**WORK INSTRUCTIONS:** Copy exactly the lines from the one containing "For every instance of the chair" through the last line of the records, both included, and nothing more.

===============

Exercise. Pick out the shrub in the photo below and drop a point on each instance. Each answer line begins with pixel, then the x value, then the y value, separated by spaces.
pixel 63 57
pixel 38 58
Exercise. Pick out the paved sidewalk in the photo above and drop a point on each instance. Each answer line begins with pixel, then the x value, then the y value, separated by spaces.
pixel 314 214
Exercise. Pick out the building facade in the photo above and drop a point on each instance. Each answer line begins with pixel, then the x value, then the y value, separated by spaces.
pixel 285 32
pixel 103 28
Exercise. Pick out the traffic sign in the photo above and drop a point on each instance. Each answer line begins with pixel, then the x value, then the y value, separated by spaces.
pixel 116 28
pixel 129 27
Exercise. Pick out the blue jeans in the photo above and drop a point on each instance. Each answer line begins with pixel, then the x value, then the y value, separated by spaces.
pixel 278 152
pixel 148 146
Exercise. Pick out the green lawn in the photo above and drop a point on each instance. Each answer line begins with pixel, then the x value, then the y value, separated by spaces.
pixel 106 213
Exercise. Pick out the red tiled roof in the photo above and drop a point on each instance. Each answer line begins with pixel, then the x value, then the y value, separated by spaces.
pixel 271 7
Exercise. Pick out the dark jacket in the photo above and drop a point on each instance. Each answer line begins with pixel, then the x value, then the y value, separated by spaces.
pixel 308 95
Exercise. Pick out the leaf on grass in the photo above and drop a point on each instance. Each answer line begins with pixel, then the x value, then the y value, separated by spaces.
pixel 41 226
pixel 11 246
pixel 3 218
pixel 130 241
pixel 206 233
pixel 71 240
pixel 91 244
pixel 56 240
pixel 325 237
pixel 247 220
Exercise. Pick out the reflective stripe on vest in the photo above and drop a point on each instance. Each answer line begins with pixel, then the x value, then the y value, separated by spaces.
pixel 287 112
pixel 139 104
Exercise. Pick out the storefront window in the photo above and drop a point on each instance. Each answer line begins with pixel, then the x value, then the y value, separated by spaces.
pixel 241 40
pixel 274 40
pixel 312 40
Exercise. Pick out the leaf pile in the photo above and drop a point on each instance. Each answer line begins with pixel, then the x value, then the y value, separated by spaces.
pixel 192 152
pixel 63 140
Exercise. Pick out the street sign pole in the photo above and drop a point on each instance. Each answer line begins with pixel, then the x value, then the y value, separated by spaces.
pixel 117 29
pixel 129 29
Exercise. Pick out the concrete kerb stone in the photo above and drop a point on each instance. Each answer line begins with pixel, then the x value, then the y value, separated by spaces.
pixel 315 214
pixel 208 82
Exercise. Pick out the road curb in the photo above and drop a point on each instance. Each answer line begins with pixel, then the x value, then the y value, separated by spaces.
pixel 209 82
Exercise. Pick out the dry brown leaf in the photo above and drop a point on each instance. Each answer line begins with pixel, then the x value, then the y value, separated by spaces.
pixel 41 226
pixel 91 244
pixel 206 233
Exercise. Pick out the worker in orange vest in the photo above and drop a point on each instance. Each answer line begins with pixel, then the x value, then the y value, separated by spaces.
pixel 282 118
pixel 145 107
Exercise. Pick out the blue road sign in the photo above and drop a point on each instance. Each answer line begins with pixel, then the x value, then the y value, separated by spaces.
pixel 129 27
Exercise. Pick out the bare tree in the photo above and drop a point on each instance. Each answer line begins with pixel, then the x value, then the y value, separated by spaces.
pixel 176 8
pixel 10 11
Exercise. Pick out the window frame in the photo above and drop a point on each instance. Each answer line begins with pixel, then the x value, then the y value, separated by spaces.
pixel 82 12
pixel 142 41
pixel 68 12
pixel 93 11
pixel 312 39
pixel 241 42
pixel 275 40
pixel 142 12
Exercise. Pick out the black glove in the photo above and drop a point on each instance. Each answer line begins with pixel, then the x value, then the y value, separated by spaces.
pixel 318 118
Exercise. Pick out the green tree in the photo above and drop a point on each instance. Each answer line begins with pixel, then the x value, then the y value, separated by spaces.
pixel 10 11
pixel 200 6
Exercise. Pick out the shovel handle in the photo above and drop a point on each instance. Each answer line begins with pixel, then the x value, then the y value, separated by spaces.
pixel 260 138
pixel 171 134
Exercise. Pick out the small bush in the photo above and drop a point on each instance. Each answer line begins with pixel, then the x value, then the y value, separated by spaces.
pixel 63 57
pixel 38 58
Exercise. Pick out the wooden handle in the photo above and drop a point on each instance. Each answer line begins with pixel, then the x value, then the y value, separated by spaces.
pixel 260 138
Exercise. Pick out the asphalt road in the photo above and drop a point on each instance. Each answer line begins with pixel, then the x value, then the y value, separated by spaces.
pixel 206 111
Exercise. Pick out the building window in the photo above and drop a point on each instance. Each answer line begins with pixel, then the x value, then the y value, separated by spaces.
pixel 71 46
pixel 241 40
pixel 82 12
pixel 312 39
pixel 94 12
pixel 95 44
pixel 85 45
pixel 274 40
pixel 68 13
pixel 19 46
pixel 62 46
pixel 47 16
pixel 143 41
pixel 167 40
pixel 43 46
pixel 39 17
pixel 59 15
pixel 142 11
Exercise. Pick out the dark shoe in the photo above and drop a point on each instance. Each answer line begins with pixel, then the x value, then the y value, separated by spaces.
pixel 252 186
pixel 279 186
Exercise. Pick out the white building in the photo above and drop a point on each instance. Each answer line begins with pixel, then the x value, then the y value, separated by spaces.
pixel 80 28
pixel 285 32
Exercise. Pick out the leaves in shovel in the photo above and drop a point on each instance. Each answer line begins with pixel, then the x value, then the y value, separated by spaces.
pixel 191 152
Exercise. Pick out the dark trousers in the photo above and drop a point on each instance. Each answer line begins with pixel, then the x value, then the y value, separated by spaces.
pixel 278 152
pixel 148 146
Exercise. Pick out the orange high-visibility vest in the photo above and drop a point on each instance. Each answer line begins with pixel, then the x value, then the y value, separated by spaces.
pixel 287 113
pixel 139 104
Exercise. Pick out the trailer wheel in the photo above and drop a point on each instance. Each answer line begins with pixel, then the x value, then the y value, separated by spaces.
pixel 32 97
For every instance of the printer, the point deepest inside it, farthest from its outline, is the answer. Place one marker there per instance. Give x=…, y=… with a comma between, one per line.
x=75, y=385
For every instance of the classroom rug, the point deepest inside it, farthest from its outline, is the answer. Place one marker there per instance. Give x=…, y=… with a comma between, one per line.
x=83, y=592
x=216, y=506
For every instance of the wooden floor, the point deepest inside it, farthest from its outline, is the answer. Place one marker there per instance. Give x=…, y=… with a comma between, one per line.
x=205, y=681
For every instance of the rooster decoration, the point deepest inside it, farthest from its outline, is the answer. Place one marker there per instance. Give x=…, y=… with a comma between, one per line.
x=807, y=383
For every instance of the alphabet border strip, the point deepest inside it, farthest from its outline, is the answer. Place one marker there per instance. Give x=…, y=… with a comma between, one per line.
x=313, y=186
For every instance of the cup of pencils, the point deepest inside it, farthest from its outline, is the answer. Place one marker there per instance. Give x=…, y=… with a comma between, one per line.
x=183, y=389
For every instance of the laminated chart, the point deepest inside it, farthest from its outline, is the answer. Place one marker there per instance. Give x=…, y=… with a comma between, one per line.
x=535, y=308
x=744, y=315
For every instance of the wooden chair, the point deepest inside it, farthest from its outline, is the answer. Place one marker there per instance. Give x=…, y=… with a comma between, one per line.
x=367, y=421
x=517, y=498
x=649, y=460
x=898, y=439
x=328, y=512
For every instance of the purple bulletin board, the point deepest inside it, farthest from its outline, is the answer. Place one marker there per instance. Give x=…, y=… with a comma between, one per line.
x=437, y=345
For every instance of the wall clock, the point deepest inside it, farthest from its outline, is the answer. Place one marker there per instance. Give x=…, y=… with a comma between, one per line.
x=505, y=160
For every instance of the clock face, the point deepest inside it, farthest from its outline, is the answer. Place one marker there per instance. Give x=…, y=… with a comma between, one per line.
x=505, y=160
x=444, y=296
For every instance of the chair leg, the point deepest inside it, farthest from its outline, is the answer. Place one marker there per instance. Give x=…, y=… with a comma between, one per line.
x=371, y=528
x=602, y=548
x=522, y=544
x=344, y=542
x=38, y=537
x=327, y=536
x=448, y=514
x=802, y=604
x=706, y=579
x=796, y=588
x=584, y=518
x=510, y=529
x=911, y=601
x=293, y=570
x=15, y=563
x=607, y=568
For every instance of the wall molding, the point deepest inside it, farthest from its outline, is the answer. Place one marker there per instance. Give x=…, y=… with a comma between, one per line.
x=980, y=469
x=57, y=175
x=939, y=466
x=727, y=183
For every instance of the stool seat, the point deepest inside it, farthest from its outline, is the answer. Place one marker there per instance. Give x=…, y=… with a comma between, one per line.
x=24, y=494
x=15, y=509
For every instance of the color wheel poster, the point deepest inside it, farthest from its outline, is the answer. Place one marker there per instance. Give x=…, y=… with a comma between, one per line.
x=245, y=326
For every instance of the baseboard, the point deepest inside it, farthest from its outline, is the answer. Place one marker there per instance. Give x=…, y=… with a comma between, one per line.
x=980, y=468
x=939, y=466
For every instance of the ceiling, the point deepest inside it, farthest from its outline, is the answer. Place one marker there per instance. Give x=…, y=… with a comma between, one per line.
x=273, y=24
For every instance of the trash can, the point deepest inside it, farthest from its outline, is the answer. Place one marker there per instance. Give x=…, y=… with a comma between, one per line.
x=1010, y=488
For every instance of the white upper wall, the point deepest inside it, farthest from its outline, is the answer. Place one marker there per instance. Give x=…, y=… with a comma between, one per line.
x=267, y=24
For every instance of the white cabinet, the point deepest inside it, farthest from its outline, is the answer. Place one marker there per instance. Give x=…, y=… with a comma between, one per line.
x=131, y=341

===============

**WORKED ANSWER:**
For every instance of the chair leg, the point deepest inside it, farthest from its outline, is the answer. Place one marker there per instance. Give x=…, y=… with a comma between, one per line.
x=371, y=528
x=602, y=548
x=522, y=544
x=344, y=542
x=38, y=537
x=327, y=536
x=448, y=514
x=802, y=604
x=706, y=579
x=796, y=588
x=584, y=518
x=510, y=529
x=911, y=601
x=293, y=570
x=15, y=563
x=607, y=568
For every instance of the wall molding, the point deepest inside it, farthest from its outline, is the answer. Place one marker there per instance. Give x=…, y=… with a comma between, one per line.
x=980, y=469
x=57, y=175
x=939, y=466
x=727, y=183
For every instance of the stool seat, the point deepest inside it, farthest from its outline, is the answer. Place one marker there per instance. Give x=…, y=… with a comma between, one per line.
x=24, y=494
x=15, y=509
For every instance of the color wheel poster, the point deepest inside it, farthest from its outline, is the answer. Place one marker there per instance. Give x=…, y=… with a comma between, one per line.
x=245, y=326
For every instance of the baseboard, the point deepest inside it, farthest from its outline, is the answer. Place one marker there per instance. Give x=…, y=… with a comma between, one per line.
x=980, y=468
x=939, y=466
For every instance of the ceiling, the point deepest inside it, farthest from its outline, is the answer. Place one marker there per instance. Give x=…, y=… with a comma between, one per line.
x=273, y=24
For every instance of the trash can, the point deepest inside it, farthest from its outline, is the answer. Place one marker there per instance. Give x=…, y=… with a comma between, one per line.
x=1010, y=488
For every instance of the white upper wall, the point deepest inside it, farthest from its outline, is the answer. Place one marker there per instance. Give x=…, y=… with a comma between, one per line.
x=267, y=24
For every instance of the white cabinet, the point deepest inside it, farthest from its outline, is the answer. Place one marker there per instance. Give x=…, y=… with a comma between, one per line.
x=131, y=341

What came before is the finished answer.